(Records for this task)
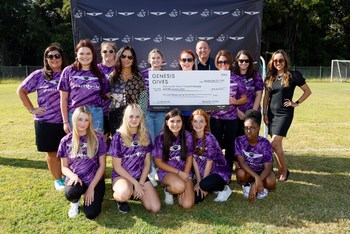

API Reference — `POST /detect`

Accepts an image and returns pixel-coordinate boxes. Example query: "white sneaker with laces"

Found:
[68,201,79,218]
[214,185,232,202]
[164,188,174,205]
[256,188,269,199]
[242,184,250,199]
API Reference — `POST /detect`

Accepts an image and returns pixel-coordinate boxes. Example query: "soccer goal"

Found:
[331,60,350,82]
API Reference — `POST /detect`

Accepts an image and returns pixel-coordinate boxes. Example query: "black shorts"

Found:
[34,120,66,152]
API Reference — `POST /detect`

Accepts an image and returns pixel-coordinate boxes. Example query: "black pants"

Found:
[194,174,226,203]
[210,118,238,168]
[64,178,106,219]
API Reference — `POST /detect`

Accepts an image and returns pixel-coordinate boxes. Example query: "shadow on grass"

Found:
[0,157,47,169]
[93,155,350,232]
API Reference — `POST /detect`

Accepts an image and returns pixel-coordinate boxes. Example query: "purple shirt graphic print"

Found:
[152,131,193,182]
[21,69,62,124]
[235,136,273,172]
[57,132,107,185]
[193,132,232,184]
[109,131,152,180]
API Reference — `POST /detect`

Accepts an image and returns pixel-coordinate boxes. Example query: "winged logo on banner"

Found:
[166,37,182,41]
[198,37,214,41]
[102,37,119,41]
[244,11,260,15]
[105,10,114,18]
[213,11,229,15]
[134,37,151,41]
[150,11,166,16]
[182,11,198,16]
[201,9,210,17]
[118,11,135,16]
[137,9,146,17]
[86,12,103,16]
[229,37,244,41]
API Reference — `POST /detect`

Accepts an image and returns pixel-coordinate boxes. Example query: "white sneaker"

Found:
[214,185,232,202]
[242,184,250,199]
[68,201,79,218]
[53,179,64,191]
[164,188,174,205]
[256,188,269,199]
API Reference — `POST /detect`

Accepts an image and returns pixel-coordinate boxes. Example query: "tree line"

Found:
[0,0,350,66]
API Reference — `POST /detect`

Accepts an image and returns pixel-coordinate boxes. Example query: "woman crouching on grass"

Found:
[235,109,276,202]
[109,104,160,213]
[190,109,232,203]
[152,109,194,209]
[57,106,107,219]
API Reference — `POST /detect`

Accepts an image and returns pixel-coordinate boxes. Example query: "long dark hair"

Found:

(Problem details) Can you render every line of the items above as a numbered list, skipping blank lines and leaving the picture out?

(Complete answer)
1. API Reference — `POST /detect`
2. Accepts an image and returns pixel-coordinate boxes. Example query: "white sneaker with laces"
3. Found:
4. [68,201,79,218]
5. [214,185,232,202]
6. [164,188,174,205]
7. [256,188,269,199]
8. [242,184,250,199]
9. API Reference — `POST /detect`
10. Accepts an image and returns pixel-coordinate boxes. Example query: "soccer goal"
11. Found:
12. [331,60,350,82]
13. API Reference — `POST /detect`
14. Accepts an image and returns pixel-coordinate boxes. Example query: "black shorts"
15. Found:
16. [34,120,66,152]
17. API Reference — `POST /detect`
18. Accepts an image and returns pixel-coordinate boxes. Example query: "black pants"
19. Found:
20. [194,174,226,203]
21. [210,118,238,168]
22. [64,178,106,219]
23. API Reference — `POST /detect`
24. Accepts an image and returns pixel-coordinate boxes. Example query: "shadow on grass"
25. Found:
26. [0,157,47,169]
27. [93,155,350,232]
28. API Reference — `POST /detect`
29. Accepts an image and returns pixel-coordinate boxes. Example query: "purple shirt graphic print"
30. Found:
31. [152,131,193,182]
32. [21,69,62,124]
33. [235,136,273,172]
34. [57,132,107,185]
35. [193,132,232,184]
36. [109,131,152,180]
37. API Reference — `POST /detect`
38. Accepts an image and returns pixel-coordinate boxes. Example query: "winged logo on banner"
39. Found:
40. [166,37,182,41]
41. [198,37,214,41]
42. [102,37,119,41]
43. [244,11,260,15]
44. [105,10,114,18]
45. [213,11,229,15]
46. [134,37,151,41]
47. [150,11,166,16]
48. [182,11,198,16]
49. [201,9,210,17]
50. [118,11,135,16]
51. [137,9,146,17]
52. [86,12,103,16]
53. [229,37,244,41]
54. API Reference — `POST /detect`
55. Accepts an image and returns pixel-coordinate boxes. Example query: "white sneaker"
56. Found:
57. [214,185,232,202]
58. [242,184,250,199]
59. [68,201,79,218]
60. [53,179,64,191]
61. [164,188,174,205]
62. [256,188,269,199]
63. API Reference — `POST /detect`
64. Accepts an image and returns pixel-coordinate boxes. Example query: "tree line"
65. Found:
66. [0,0,350,66]
67. API Reference — `POST /detect`
68. Accepts an image and returns pixel-coordinate boxes. Example query: "woman crouching on grass"
69. Found:
70. [235,109,276,202]
71. [109,104,160,213]
72. [190,109,232,203]
73. [152,109,194,209]
74. [57,106,107,219]
75. API Reference — `POST /detect`
76. Accepts an image and returns pixel-coordinate boxes. Example query: "long dark hair"
77. Found:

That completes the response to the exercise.